- [WORK TO DO]
Number every line of the entries below, in order and as one list, leaving out any blank lines.

================

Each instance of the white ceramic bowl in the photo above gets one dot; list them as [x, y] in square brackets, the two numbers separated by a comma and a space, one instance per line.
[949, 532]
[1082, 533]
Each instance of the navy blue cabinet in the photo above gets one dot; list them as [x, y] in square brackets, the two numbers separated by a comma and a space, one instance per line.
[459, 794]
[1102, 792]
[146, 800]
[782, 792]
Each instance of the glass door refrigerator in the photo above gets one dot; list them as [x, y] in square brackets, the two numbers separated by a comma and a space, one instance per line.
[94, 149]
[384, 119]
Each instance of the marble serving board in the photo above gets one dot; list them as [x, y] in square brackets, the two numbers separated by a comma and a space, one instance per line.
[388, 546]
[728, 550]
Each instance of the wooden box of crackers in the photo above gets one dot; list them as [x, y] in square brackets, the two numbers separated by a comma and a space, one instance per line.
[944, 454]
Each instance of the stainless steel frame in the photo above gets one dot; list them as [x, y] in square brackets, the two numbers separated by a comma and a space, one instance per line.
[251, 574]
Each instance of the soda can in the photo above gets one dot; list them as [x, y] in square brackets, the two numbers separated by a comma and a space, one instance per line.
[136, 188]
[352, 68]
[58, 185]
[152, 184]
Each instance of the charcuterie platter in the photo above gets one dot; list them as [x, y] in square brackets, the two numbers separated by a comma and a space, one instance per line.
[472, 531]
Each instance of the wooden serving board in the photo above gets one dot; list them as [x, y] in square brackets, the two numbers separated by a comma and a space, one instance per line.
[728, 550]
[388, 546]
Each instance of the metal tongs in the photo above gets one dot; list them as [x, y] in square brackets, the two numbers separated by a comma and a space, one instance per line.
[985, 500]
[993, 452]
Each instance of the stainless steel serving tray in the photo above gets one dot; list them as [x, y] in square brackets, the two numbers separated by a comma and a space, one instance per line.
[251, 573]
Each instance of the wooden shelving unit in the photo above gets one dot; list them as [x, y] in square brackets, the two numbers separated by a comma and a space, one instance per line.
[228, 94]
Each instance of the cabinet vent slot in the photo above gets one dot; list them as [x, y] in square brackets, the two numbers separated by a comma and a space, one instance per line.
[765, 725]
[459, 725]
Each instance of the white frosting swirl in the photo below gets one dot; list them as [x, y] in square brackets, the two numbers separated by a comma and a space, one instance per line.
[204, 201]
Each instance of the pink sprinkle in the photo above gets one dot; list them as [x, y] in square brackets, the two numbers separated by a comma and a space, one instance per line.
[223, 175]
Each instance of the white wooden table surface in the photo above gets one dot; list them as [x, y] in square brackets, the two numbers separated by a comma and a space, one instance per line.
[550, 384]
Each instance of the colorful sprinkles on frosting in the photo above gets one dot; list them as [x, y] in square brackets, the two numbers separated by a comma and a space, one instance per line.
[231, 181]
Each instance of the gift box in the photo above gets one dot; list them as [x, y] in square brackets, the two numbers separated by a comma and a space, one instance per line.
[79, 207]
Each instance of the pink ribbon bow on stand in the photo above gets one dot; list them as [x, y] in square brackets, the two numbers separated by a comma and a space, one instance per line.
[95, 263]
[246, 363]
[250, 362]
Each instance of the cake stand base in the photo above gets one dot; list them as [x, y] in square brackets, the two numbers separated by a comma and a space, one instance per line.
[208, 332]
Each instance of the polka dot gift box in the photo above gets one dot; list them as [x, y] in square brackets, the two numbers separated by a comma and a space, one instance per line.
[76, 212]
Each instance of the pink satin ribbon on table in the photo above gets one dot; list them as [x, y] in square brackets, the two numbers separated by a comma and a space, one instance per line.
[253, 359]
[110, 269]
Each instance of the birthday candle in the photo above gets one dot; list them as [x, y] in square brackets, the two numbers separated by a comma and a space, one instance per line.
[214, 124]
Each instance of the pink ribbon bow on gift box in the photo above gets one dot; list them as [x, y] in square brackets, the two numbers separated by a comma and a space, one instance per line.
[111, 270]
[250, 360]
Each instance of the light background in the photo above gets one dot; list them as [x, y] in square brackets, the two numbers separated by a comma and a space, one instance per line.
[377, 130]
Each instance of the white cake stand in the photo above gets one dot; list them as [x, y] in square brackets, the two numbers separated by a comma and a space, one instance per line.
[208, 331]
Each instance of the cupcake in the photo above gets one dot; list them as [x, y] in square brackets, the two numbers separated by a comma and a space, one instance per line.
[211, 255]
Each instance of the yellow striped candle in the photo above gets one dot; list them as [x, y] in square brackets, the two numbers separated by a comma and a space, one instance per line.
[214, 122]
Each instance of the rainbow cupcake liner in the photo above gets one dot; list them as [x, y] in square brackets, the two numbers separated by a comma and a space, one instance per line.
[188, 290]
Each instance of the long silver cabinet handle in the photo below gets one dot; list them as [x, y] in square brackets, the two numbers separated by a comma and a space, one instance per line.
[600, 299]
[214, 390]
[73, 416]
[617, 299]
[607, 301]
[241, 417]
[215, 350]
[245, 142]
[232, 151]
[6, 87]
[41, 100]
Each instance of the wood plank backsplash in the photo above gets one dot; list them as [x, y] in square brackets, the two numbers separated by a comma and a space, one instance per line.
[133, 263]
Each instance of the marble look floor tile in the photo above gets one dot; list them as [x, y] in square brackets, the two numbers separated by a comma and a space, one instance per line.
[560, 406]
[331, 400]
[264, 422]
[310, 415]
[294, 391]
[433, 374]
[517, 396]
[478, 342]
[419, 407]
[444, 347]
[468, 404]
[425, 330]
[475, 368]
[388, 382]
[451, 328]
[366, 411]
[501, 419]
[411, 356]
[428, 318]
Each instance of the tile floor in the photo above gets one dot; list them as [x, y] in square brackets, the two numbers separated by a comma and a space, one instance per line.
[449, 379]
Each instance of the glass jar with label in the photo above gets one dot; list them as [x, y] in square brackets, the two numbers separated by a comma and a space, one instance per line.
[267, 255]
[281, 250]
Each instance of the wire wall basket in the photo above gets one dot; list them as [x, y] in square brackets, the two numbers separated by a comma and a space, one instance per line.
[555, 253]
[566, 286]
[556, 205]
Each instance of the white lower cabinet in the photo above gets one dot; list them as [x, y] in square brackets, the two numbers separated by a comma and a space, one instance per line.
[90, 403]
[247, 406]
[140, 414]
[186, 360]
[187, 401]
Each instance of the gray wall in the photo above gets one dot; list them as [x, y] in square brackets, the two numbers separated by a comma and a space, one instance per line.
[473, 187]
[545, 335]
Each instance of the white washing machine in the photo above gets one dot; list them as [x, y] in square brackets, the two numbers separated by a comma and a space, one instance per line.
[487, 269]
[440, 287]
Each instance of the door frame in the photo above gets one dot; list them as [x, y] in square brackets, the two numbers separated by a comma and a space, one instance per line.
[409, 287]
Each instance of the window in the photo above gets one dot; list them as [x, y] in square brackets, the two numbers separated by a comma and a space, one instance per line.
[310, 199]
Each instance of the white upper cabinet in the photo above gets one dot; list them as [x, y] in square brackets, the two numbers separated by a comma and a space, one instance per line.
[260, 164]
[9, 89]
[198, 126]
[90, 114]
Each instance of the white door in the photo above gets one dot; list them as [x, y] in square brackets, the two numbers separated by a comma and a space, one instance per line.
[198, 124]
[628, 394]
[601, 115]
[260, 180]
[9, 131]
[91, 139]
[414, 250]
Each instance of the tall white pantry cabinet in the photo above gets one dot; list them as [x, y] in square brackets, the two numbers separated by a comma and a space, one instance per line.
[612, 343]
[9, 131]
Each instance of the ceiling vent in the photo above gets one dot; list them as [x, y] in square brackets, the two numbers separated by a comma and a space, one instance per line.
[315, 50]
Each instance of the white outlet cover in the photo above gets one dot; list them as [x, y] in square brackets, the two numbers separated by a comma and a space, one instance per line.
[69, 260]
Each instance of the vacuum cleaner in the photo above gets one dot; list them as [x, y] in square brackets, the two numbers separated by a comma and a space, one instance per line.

================

- [EXPECTED OUTPUT]
1. Each instance of the white ceramic bowl in the photo above gets one dot; list them as [x, y] in square brackets, the two numbers separated by a comma and a space, one instance per line.
2. [949, 532]
3. [1082, 533]
4. Each instance of the navy blue cabinet in the photo above gets one dot; list them as [x, y] in square brackets, the two numbers separated by a comma and a space, one instance per line.
5. [459, 794]
6. [1102, 792]
7. [146, 800]
8. [782, 792]
9. Each instance of the glass door refrigerator in the photo above gets one dot; list them as [x, y] in square brackets, the two numbers separated by a comma and a space, one instance per line.
10. [94, 149]
11. [384, 119]
12. Each instance of the marble serving board in the photo above gets one dot; list them as [x, y] in square brackets, the two numbers separated by a comma and a space, one instance per line.
13. [388, 546]
14. [728, 550]
15. Each instance of the wooden box of crackers in the photo above gets one dot; list them as [x, y] in square brackets, the two numbers separated by a comma and a space, one instance per line.
16. [944, 454]
17. Each instance of the stainless steel frame in the photo above gets one dot; list them as [x, y] in square brackets, the two numbers separated by a comma and a space, one instance per line.
18. [251, 574]
19. Each instance of the soda can in the photo above gets one dot; list them as [x, y] in square brackets, the two numbers separated by a comma and a space, one instance per line.
20. [136, 188]
21. [352, 68]
22. [58, 185]
23. [152, 184]
24. Each instance of the charcuterie platter in the photo above gets one dot; list them as [x, y] in square brackets, the two numbers separated by a comma and a space, one instance per line.
25. [472, 531]
26. Each instance of the wooden serving board in the photo above gets one dot; list them as [x, y] in square brackets, the two numbers separated by a comma and a space, one instance per line.
27. [728, 550]
28. [388, 546]
29. Each instance of the metal tongs in the photo above gets one dot; list them as [x, y] in square brackets, the two numbers separated by a comma and a space, one instance per line.
30. [985, 500]
31. [993, 452]
32. Each instance of the stainless steel serving tray in the photo above gets one dot; list them as [x, y] in square brackets, the two numbers separated by a comma and a space, one instance per line.
33. [251, 573]
34. Each instance of the wooden shelving unit in the photo above gets one dot; list them as [x, y] in square brackets, the two numbers separated by a comma and a space, one instance per line.
35. [228, 94]
36. Each instance of the cabinet vent slot in the photo above gets one dot; list them as [x, y] in square brackets, the two numbers separated by a comma and a space, one instance per line.
37. [765, 725]
38. [459, 725]
39. Each instance of the white frosting swirl in the photo below gets one dot; list them as [x, y] in square brackets, the two numbers separated by a comma and a space, one instance per line.
40. [204, 201]
41. Each instance of the pink sprinkle in the photo above gets one dot; list them as [x, y] in square brackets, the two numbers separated by a comma and a space, one instance per line.
42. [223, 175]
43. Each instance of the white wooden table surface in the photo above gets one dot; list them as [x, y] in square brackets, the two numbers separated by a comma and a space, one instance per line.
44. [550, 384]
45. Each instance of the colorful sprinkles on frosting in the photo above gets one dot; list them as [x, y] in square brackets, the two numbers separated by a comma and a space, one instance per line.
46. [231, 181]
47. Each instance of the gift box in the photo above gets one dot; list them as [x, y] in square brackets, the two numbers separated by a comma and a space, one instance per line.
48. [79, 207]
49. Each instance of the pink ribbon bow on stand in the photo above gets one dot; list them as [x, y] in square brackets, the two numbers separated by a comma and a space, one instance per line.
50. [95, 263]
51. [246, 363]
52. [250, 362]
53. Each instance of the cake stand base in the photo above gets one dot; list them as [x, y] in square brackets, the two numbers separated by a comma and a space, one instance per line.
54. [208, 332]
55. Each instance of the polka dot gift box in the photo above gets one dot; list them as [x, y] in square brackets, the two numbers separated by a comma and a space, one instance per line.
56. [76, 212]
57. Each instance of the pink satin ribbon on table in the photo above gets one dot; list them as [x, y] in square brackets, the two numbers separated by a comma and a space, one instance per line.
58. [253, 359]
59. [110, 269]
60. Each instance of the birthday candle in the photo above gets one dot; list them as [x, y] in square brackets, the two numbers separated by a comma and a space, one instance per line.
61. [214, 124]
62. Each instance of the pink ribbon bow on gift box in the photo above gets one dot; list them as [x, y] in square brackets, the two numbers separated by a comma and a space, one instance per line.
63. [111, 270]
64. [250, 360]
65. Each instance of the light background in the photo above gets one dot; list them as [x, y] in square brackets, the two numbers separated by a comma and a space, one instance per line.
66. [377, 130]
67. Each instance of the white cake stand in the photo above gets one dot; list them as [x, y] in square brackets, the two numbers separated by a comma and a space, one instance per line.
68. [208, 331]
69. Each instance of the cupcake in the photo above gets one dot; list them as [x, y] in square brackets, the two numbers separated by a comma and a space, one instance per line.
70. [211, 255]
71. Each instance of the yellow striped candle in the photo above gets one dot; list them as [x, y] in square brackets, the two numbers separated by a comma and a space, one instance per line.
72. [214, 122]
73. Each instance of the rainbow cupcake liner in the photo above gets one dot; list them as [x, y] in square brackets, the two numbers separated by a comma and a space, one instance per line.
74. [188, 290]
75. Each instance of the long silver cabinet handle in the photo below gets one dot; list them as [x, y] in square brackets, the two numbers separated by a comma and a space, one instance per line.
76. [600, 299]
77. [214, 390]
78. [73, 416]
79. [617, 299]
80. [607, 301]
81. [241, 417]
82. [215, 350]
83. [245, 142]
84. [232, 151]
85. [6, 87]
86. [41, 100]
87. Each instance of the wood plank backsplash in the photo above gets one dot; list them as [x, y] in square brackets, the two numbers separated by a comma and a space, one instance per line.
88. [133, 263]
89. Each instance of the marble look floor tile in the photo above gets one dot; list them as [x, y] in square brackets, the two numbers separated by a comma and a space, one instance per line.
90. [560, 406]
91. [331, 400]
92. [264, 422]
93. [310, 415]
94. [294, 391]
95. [433, 374]
96. [517, 396]
97. [478, 342]
98. [419, 407]
99. [444, 347]
100. [468, 404]
101. [425, 330]
102. [475, 368]
103. [388, 382]
104. [451, 328]
105. [366, 411]
106. [501, 419]
107. [411, 356]
108. [428, 318]
109. Each instance of the tile floor in the photo above gets one dot; list them as [x, y] in square brackets, the two numbers separated by a comma and a space, one instance per line.
110. [449, 379]
111. Each instance of the glass jar with label in the photo above gets one dot; list them as [x, y] in square brackets, the two numbers separated by a comma and a space, one instance per line.
112. [267, 255]
113. [281, 250]
114. Each instance of the wire wall basket in the photo above gets one dot; list them as [x, y] in square brackets, the two numbers separated by a comma and a space, one instance per line.
115. [555, 253]
116. [566, 286]
117. [556, 205]
118. Each instance of the white lower cabinet in the photo above gets one dot; list them as [x, y] in square brackets, the two numbers separated by a comma and a space, one instance per line.
119. [90, 403]
120. [247, 406]
121. [140, 414]
122. [186, 360]
123. [187, 401]
124. Each instance of the gray wall in the photo above gets one dot; list them as [x, y] in square brackets, the two numbers separated by a comma and a space, one instance per line.
125. [473, 187]
126. [545, 335]
127. Each instance of the white washing machine in the photo above gets one dot; list them as [x, y] in square brackets, the two numbers separated by a comma and a space, one instance per line.
128. [487, 269]
129. [440, 287]
130. Each instance of the door frame in the photo above gets one dot; list them as [x, y] in square brackets, the two numbers separated by a comma and a space, one instance per line.
131. [409, 287]
132. Each instance of the window in the photo above gets one dot; list them as [x, y] in square brackets, the two numbers separated by a comma and a space, one instance per line.
133. [310, 199]
134. Each instance of the white upper cabinet in the photo above gets one dot; list them as [x, y] in square brackets, the two numbers separated by a comma and a space, one instance per line.
135. [260, 164]
136. [9, 89]
137. [198, 126]
138. [90, 114]
139. Each instance of the white door in the photo above gets one dot; list them as [x, y] in square brackets, the two numbers separated by a comma and a space, one instance per line.
140. [198, 124]
141. [628, 394]
142. [601, 115]
143. [260, 180]
144. [9, 131]
145. [91, 139]
146. [414, 250]
147. Each instance of the tall white pantry cabinet in the photo above gets one dot; list them as [x, y] in square brackets, the two numbers separated by a comma and a space, one instance per line.
148. [612, 343]
149. [9, 131]
150. Each instance of the ceiling vent in the photo above gets one dot; list them as [x, y] in square brackets, the two numbers separated by a comma and a space, one instance per line.
151. [315, 50]
152. Each instance of the white outlet cover in the photo above gets one dot; list them as [x, y] in square brackets, the two numbers separated by a comma and a space, one instance per line.
153. [69, 260]
154. Each instance of the vacuum cleaner in the photo above gets one dot; list them as [x, y] in square brackets, the two numbers separated by a comma and a space, one instance per line.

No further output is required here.